■ **TO DO**
Please carry on the piece about seeking out the poet-translator Paul Legault in Brooklyn, starting after its final sentence.

[BEGIN PASSAGE PROVIDED]

“Go forth! Translate.” – Michael Henry Heim
I traveled to Brooklyn in early October in hopes of sighting the poet-translator Paul Legault in his natural habitat. I left my copy of his third book The Emily Dickinson Reader: An English-to-English Translation of Emily Dickinson’s Complete Poems back home because I feared the gold-edged volume with its golden yellow ribbon bookmark and queen’s blue hardcover would make me too conspicuous. Only later did I discover that blue and gold are the borough’s official colors.

[END PASSAGE PROVIDED]
[BEGIN DATASET CONTENT]

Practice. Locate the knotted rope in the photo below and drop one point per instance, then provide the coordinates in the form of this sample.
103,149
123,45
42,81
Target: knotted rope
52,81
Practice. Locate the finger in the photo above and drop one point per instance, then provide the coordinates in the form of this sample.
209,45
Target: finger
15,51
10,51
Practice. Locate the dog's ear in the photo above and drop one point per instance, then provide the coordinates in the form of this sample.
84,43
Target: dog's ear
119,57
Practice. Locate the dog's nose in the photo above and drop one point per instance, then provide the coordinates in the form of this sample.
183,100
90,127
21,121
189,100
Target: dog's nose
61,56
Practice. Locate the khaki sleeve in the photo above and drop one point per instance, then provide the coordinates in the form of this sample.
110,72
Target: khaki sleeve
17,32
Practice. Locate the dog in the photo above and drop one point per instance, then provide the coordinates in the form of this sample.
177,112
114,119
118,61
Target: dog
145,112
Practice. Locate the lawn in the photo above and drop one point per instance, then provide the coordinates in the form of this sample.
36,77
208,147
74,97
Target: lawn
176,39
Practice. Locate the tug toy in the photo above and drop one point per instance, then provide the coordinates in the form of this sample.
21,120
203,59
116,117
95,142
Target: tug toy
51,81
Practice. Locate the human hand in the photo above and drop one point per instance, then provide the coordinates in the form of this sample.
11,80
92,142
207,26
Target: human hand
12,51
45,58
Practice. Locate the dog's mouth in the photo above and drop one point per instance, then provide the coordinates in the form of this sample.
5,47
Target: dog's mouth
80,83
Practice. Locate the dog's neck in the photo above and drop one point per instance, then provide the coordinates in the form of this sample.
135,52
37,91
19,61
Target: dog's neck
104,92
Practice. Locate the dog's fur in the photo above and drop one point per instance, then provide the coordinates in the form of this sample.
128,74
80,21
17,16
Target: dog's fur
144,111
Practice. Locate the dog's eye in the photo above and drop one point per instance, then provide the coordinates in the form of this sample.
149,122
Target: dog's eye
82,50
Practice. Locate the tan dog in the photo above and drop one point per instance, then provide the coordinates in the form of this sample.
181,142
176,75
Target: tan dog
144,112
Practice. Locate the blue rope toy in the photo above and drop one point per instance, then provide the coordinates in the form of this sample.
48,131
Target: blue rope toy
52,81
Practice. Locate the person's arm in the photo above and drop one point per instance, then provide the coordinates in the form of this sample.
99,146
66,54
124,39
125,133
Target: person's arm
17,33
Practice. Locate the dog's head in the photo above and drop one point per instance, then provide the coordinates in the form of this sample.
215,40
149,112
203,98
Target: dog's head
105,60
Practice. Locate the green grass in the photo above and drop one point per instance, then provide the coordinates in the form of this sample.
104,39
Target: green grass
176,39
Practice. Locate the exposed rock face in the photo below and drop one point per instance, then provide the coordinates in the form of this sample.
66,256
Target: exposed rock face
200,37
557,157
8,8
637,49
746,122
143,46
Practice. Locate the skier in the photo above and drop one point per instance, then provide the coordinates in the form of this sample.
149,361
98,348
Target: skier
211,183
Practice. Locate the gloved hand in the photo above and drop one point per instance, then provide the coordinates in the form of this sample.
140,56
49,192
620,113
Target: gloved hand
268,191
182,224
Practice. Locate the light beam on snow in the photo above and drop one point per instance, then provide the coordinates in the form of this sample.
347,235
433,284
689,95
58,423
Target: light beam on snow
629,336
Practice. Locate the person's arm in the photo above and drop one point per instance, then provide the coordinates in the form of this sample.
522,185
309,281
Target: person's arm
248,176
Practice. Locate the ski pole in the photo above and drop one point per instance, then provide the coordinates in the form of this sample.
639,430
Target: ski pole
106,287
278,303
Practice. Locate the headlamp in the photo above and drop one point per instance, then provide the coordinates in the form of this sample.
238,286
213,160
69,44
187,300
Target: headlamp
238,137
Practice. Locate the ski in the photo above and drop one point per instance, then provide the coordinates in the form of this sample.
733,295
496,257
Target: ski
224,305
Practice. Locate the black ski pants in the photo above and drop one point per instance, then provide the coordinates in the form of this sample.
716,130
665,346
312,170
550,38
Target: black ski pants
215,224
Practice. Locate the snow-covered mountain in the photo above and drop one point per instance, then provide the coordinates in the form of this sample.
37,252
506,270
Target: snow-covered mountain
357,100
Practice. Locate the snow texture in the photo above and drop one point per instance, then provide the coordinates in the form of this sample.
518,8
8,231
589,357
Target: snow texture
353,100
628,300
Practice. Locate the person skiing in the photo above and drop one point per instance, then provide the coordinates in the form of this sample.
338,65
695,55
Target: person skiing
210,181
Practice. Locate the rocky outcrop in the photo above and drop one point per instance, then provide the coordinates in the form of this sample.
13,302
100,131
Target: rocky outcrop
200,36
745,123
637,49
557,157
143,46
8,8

[END DATASET CONTENT]

■ **ANSWER TO THE EXERCISE**
As I waited to catch a glimpse of Legault in situ, I noted hipsters and normals carrying books with their bare hands, but none were the blue and gold volume I speak of. Members of all the tribes, including tourists, read on the subway: e-readers sheathed in leathery sleeves alongside yellowing paperback copies of lesser-known works by Vonnegut and Murakami. I also sighted two pairs of unicorn skinny jeans in the same afternoon (one pair boasted an army of tiny silver unicorns scattered evenly across the fabric, and the other featured a lone faded unicorn prancing across the wearer’s lap). I entered cafés, apothecaries, bookstores, hat shops, vintners, and corner bodegas stocked with organic everything. I overheard pods of Parisians arguing about who discovered Williamsburg first. I encountered languages, ages, skin tones, and walking styles as varied as I have seen back home, yet not a single pair of flip-flops. My thoughts always returned to Legault and his Emily, who – he says – “if she were still alive, I would attempt, and inevitably fail, to be her best friend.”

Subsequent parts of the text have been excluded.